• _Consignes_
**1)** Réécrivez l'extrait sur la Rose bleue depuis « Pavel Kouznetsov noie, dans » jusqu'à « système d’ondes colorées. » inclus, en substituant « vapeurs » à « brumes ».
**2)** Prolongez l'extrait sur la Rose bleue à partir de sa dernière phrase.

━━━ Extrait cité ━━━

Pavel Kouznetsov noie, dans cette période entre 1907 et 1910, les objets et les êtres dans des brumes picturales d’où ils transparaissent comme en filigrane. La dématérialisation du monde sensible qu’avait inaugurée l’Impressionnisme et le Post-Impressionnisme est menée ici à son maximum d’intensité chez le Pavel Kouznetsov de À la fontaine , il y a du Turner, du Monet des vues de Londres ou des Cathédrales de Rouen, mais aussi quelque chose d’Eugène Carrière, le tout transfiguré dans l’atmosphère fugitive d’une lumière crépusculaire. C’est par une facture “musicale” que les artistes du Symbolisme pictural russe de la “Rose bleue” parviennent à l’indéfinissable, l’ineffable, l’indicible, comme cela apparaît dans les œuvres de Vassili Milioti qui sont toutes vibrantes d’ondulations diaprées. Chez son frère Nikolaï Milioti, le sujet est à peine lisible dans son système d’ondes colorées.

━━━ Données du corpus ━━━

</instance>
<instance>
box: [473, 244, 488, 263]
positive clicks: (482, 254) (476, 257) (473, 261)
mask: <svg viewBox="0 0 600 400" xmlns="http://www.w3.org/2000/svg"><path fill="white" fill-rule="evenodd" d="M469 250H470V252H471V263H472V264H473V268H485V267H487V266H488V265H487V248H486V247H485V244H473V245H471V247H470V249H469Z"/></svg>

━━━

• _Réponses par consigne_
**1)**
Pavel Kouznetsov noie, dans cette période entre 1907 et 1910, les objets et les êtres dans des vapeurs picturales d’où ils transparaissent comme en filigrane. La dématérialisation du monde sensible qu’avait inaugurée l’Impressionnisme et le Post-Impressionnisme est menée ici à son maximum d’intensité chez le Pavel Kouznetsov de À la fontaine , il y a du Turner, du Monet des vues de Londres ou des Cathédrales de Rouen, mais aussi quelque chose d’Eugène Carrière, le tout transfiguré dans l’atmosphère fugitive d’une lumière crépusculaire. C’est par une facture “musicale” que les artistes du Symbolisme pictural russe de la “Rose bleue” parviennent à l’indéfinissable, l’ineffable, l’indicible, comme cela apparaît dans les œuvres de Vassili Milioti qui sont toutes vibrantes d’ondulations diaprées. Chez son frère Nikolaï Milioti, le sujet est à peine lisible dans son système d’ondes colorées.

**2)**
L’année 1910 fut une année particulièrement cruciale dans la vie des arts russes. Les questions de synesthésie, de “correspondances”, de Gesamtkunstwerk (c’est-à-dire d’œuvre d’art conjuguant en elle plusieurs arts), qui agitaient le monde artistique européen depuis la fin du XIXe siècle, furent l’objet de réflexions et de réalisations en Russie autour de 1910. Et plus précisément, – les rapports de la musique et de la peinture, des sons et des couleurs. L’une des faces de l’être (das Sein) est le rythme. On peut dire que le rythme est l’être de tous les étants ( das Seiende) tracés, il est le pré-tracement de l’expression des arts plastiques, de la poésie et de la musique, aussi bien que du mouvement de notre corps (ce qui s’exprime abstraitement dans le ballet). Il est à l’origine du sens. L’union, dans un certain site de l’être, de tous les arts a été exprimée de façon aiguë à la charnière des XIXe et XXe siècles par le Symbolisme, qui rêvera à la fusion ou à la coexistence de toutes les formes artistiques dans une seule œuvre.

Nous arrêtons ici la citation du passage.